# Directions
Output each of the entries exactly, skipping every picture they contain.

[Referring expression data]
---------------

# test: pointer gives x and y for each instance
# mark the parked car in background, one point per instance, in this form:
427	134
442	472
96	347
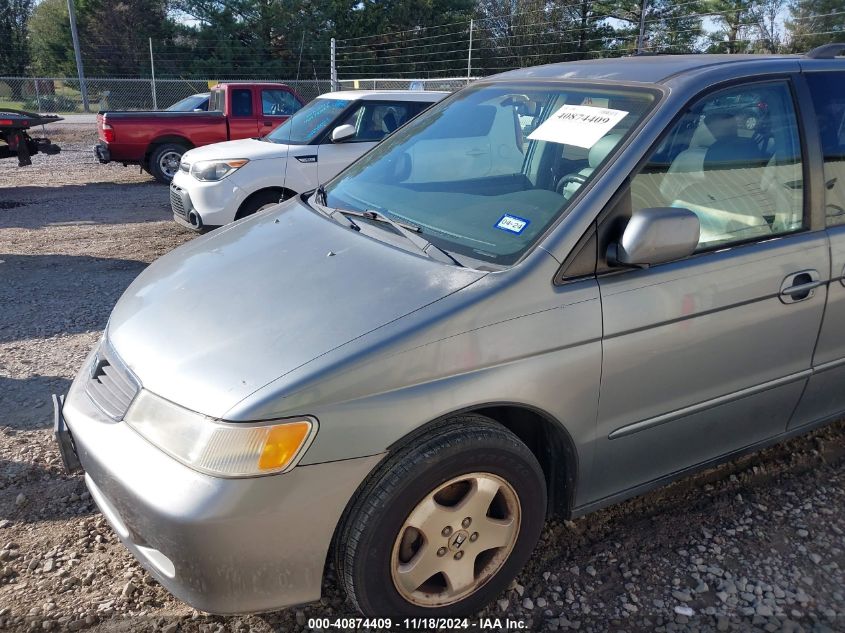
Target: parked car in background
219	183
156	140
413	367
194	103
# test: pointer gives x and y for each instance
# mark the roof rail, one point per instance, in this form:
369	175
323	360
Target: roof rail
827	51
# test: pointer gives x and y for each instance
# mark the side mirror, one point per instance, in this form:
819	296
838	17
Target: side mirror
655	236
342	132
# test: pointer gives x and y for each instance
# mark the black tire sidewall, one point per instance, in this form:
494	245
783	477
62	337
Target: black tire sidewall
154	168
376	593
256	201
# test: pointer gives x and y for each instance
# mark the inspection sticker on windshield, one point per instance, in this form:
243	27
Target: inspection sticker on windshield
512	223
579	125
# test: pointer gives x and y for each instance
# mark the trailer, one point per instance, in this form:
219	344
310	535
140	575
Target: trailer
15	137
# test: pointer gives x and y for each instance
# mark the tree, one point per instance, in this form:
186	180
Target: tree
14	49
50	40
736	23
115	35
815	22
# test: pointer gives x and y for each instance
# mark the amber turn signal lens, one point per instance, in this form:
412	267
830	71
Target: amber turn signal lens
281	445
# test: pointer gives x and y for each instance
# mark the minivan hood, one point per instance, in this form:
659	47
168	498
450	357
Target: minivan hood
250	148
225	314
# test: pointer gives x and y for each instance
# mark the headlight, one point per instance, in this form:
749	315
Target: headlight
223	449
210	170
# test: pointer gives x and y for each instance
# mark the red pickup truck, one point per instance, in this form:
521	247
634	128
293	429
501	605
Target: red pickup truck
157	140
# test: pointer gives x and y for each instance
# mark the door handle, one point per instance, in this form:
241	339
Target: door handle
800	286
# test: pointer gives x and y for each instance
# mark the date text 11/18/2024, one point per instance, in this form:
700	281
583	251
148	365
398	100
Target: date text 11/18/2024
417	624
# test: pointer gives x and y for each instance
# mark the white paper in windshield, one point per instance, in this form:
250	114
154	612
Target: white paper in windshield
578	125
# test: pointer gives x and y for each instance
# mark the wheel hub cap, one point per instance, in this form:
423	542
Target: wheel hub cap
455	540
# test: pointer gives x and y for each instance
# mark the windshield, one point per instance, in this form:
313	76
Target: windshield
307	124
485	173
189	104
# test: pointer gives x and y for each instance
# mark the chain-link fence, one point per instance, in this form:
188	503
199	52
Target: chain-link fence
386	83
62	94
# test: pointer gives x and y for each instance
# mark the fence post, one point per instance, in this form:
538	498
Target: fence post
71	10
641	38
37	95
334	65
469	52
152	73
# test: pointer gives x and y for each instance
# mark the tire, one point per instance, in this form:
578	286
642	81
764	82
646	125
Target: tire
453	470
258	201
162	165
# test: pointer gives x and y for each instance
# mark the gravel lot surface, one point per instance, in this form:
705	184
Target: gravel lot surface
755	545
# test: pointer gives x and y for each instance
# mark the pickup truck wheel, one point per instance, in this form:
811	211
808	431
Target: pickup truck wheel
444	524
258	202
164	161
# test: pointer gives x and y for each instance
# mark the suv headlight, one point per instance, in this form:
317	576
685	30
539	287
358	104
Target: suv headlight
211	170
222	449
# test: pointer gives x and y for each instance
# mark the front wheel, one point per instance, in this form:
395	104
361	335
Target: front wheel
444	524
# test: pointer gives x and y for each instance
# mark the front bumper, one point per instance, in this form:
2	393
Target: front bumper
101	151
216	203
221	545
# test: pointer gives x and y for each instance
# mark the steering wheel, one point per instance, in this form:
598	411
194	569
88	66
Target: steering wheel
569	178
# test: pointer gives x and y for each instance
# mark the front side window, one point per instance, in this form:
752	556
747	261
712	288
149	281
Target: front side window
242	102
374	120
734	159
308	123
486	172
828	91
277	102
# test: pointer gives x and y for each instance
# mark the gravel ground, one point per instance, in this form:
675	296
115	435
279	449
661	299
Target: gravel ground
755	545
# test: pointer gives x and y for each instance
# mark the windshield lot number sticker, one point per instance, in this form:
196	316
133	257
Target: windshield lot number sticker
581	125
512	224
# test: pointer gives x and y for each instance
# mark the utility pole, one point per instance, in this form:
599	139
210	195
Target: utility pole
334	65
152	73
469	52
299	63
641	38
71	10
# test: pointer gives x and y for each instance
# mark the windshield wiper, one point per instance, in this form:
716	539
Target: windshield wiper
335	214
407	230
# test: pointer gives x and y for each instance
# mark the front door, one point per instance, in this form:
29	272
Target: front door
277	106
825	395
372	120
707	355
242	114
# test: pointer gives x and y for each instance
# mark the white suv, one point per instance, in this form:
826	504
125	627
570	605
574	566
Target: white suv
219	183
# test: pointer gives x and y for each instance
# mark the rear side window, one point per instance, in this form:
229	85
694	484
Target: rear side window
828	91
215	101
374	120
241	102
277	102
734	159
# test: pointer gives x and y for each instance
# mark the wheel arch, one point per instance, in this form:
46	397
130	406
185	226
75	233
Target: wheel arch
282	191
161	140
544	435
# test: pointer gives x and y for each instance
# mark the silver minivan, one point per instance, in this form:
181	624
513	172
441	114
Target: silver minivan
558	288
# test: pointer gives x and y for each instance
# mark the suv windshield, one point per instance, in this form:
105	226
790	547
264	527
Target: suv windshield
307	124
486	172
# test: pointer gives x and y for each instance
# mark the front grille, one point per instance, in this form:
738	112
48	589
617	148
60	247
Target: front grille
176	202
110	385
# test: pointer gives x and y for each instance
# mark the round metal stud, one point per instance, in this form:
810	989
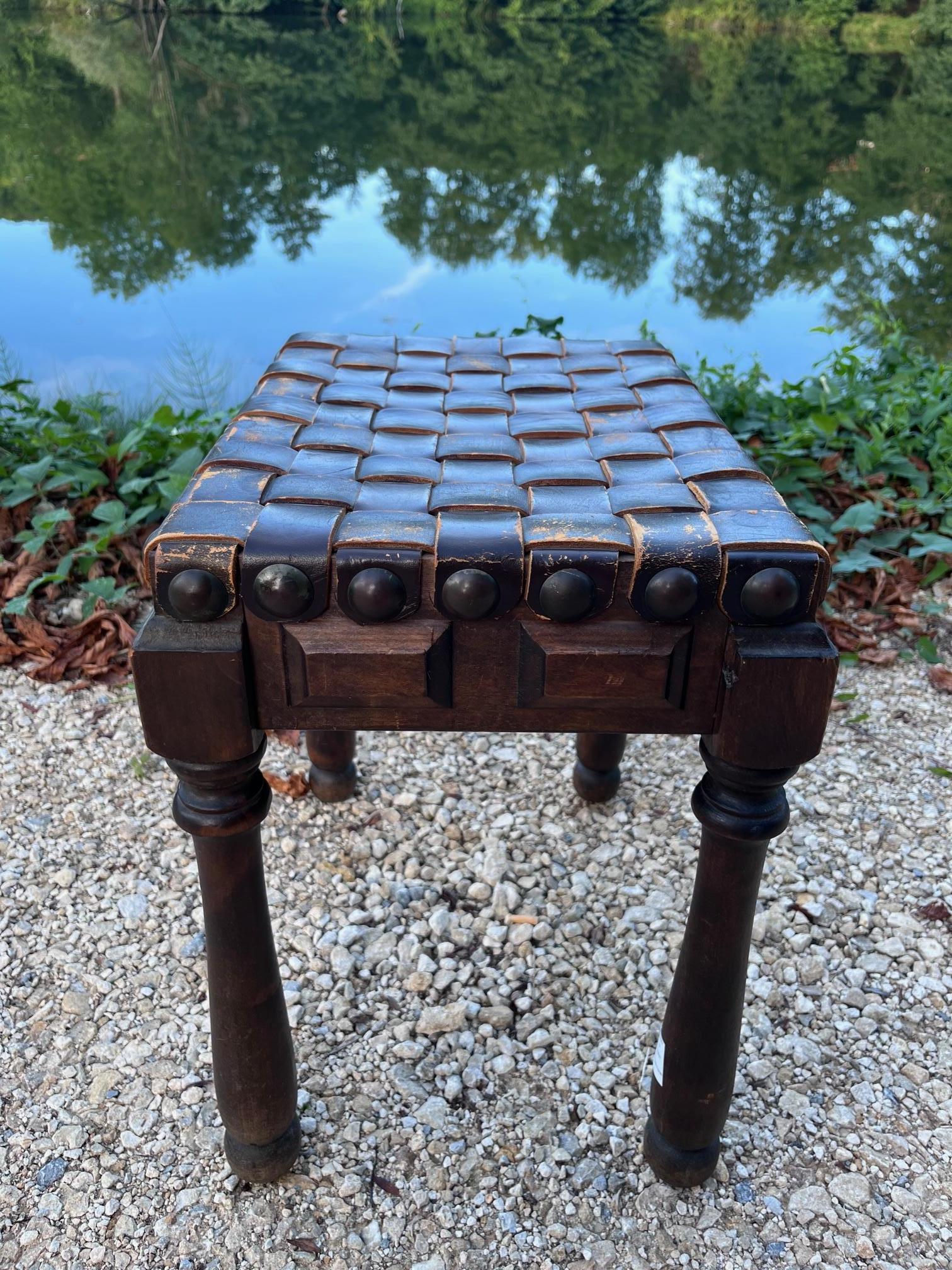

---------------

# The completed task
# test: pointer gives x and y for each instance
# mark the parked car in background, one point per instance, in this form:
427	134
442	472
96	347
Target: parked car in background
219	183
156	140
413	367
194	103
# test: pointer gives x and y for each instance
# mark the roof rail, one point per instance, in this form:
369	175
323	360
Target: roof rail
827	51
# test: pointer gives x and y for each instance
# mark the side mirror, one point per instance, in this form:
819	296
838	17
Target: side mirror
655	236
342	132
# test: pointer gives x and y for each instance
# mark the black tire sidewall, one point per instance, in this form:
494	245
783	477
62	337
Target: black tire sidewall
154	168
376	593
256	201
# test: pointer gives x and y for each instance
# mark the inspection sticker on windshield, one point per instance, in this form:
243	27
Target: inspection sticker on windshield
512	223
579	125
# test: pointer gives x and y for each instance
# mark the trailer, one point per instance, in this form:
219	344
310	535
140	575
Target: trailer
15	137
# test: pointer gives x and y for each instance
# mark the tree, one point per instance, in this form:
186	180
Target: tree
14	49
50	40
736	23
115	35
815	22
# test: pointer gives x and y for each instance
# mark the amber turn signal lens, one point per instance, in this form:
412	267
830	71
Target: amber turn signal lens
281	445
# test: pointer gives x and y for each instance
# mark the minivan hood, one point per instance, in this form:
659	47
168	498
450	357
Target: minivan hood
250	148
225	314
# test: pointer gives x and y for each instance
# mark the headlight, one point per instance, in this form:
749	315
Target: headlight
223	449
210	170
# test: pointer gives x and y for each instance
# mark the red pickup truck, one point per instance, in this form:
521	247
634	128
293	429
501	605
Target: red pickup truck
157	140
# test: pointer gives x and y for each instance
# mark the door handle, one point per instance, in this form:
241	339
Target: door handle
800	286
# test: pointer gives x and y for each instance
# mark the date text 11/18/2024, one point per instance, in this form:
700	281
583	251
148	365
398	100
Target: date text 11/18/2024
417	624
# test: pointer gives x and y for each instance
# mark the white paper in windshield, one point per instance, in this form:
250	114
154	612
Target: white paper in windshield
578	125
# test: pointer gives x and y for each instance
# mark the wheel hub cap, one point per instance, in this form:
423	542
Target: wheel hub cap
455	540
# test: pointer gives x and y for each instance
# mark the windshield, one point per instance, in this form:
313	76
Target: windshield
307	124
485	173
189	104
# test: pointer gives x and y for each instance
# mark the chain-link fence, one point per instance, in this form:
188	503
199	52
Target: chain-link fence
386	83
62	94
# test: pointer gives x and y for each instance
# mark the fence post, one point per instance, in this form:
538	498
Target: fence post
71	10
641	38
37	95
334	65
469	52
152	73
# test: pointer gives x and y for each instance
# mark the tire, one point per instance, in this form:
578	286
642	81
764	82
646	125
Target: tire
453	470
258	201
162	165
# test: pointer gives x and y for each instance
# mark the gravel lot surface, one point per instance, in this form:
705	184
Target: gravel lot surface
755	545
# test: pointer gives x and y for each instance
# mark the pickup truck wheel, one point per instance, in this form:
811	211
808	431
Target: pickup truck wheel
444	524
258	202
164	161
# test: pointer gives x and y for each instance
# mark the suv headlight, one point per instance, in this form:
317	576
685	30
539	287
358	104
Target: suv headlight
211	170
222	449
# test: pointer gives x and y for each instance
# mark the front wheel, one point per instance, in this form:
395	104
361	335
Target: front wheel
444	524
# test: pointer gives x and y for each instance
# mark the front bumper, one point per instance, in this form:
2	393
Target: front bumper
101	151
216	203
221	545
# test: pointer gives x and y for each instance
# mark the steering wheel, one point per instance, in this form:
598	411
194	569
88	66
Target: steering wheel
569	178
# test: pointer gives x and y for each instance
# mark the front side window, one point per instance, in this form:
752	556
747	261
712	288
149	281
Target: front side window
242	102
374	120
734	159
308	123
486	172
828	91
277	102
# test: pointer gives x and y for each instance
# mark the gravel ground, one point per instance, in this form:
675	296
115	435
279	449
661	299
Target: gravel ground
755	545
# test: pointer gives x and y for each instance
# mark the windshield lot number sticker, one point per instance, in this form:
196	316
133	257
Target: windshield lot number sticker
581	125
512	224
# test: pointer gives x and y for each instance
# mark the utility pole, one point per instance, in this form:
599	139
210	195
Target: utility pole
334	65
152	73
469	52
299	63
641	38
71	10
# test: pointer gives x and y for each instance
# mark the windshield wiper, one point per instance, in this form:
716	539
Target: windshield wiper
335	214
407	230
# test: pointer gives x and y for each instance
# mark the front door, one point per instance, in this form:
29	272
Target: front door
277	106
825	395
372	120
707	355
242	114
# test: pointer gives x and y for each instance
# mark the white suv, one point per instance, in this form:
826	504
125	627
570	605
574	566
Target: white suv
219	183
# test: pointer gives x and y for each instance
# mark the rear side window, one point per instance, in this form:
229	85
694	484
Target: rear side window
828	91
215	101
374	120
241	102
277	102
734	159
# test: pointer gives x and y for each instance
# mark the wheel arch, one point per instance, in this form:
46	397
130	406
185	226
75	233
Target: wheel arch
282	191
161	140
544	435
# test: pointer gives x and y for each instance
# mark the silver minivan, one point per instance, in this form:
181	624
513	172
441	114
Target: silver minivan
558	288
# test: pointer gives x and y for each instance
# mark the suv windshield, one point per instance, in this form:
105	226
790	547
264	527
Target: suv windshield
307	124
486	172
# test: pointer gives x and y for each instance
# mark the front grille, one point per instance, in this form:
738	112
48	589
617	148
60	247
Target: front grille
176	202
110	385
# test: pointer gives x and y for each instance
# mark the round metal stud, one point per instance, in this form:
810	989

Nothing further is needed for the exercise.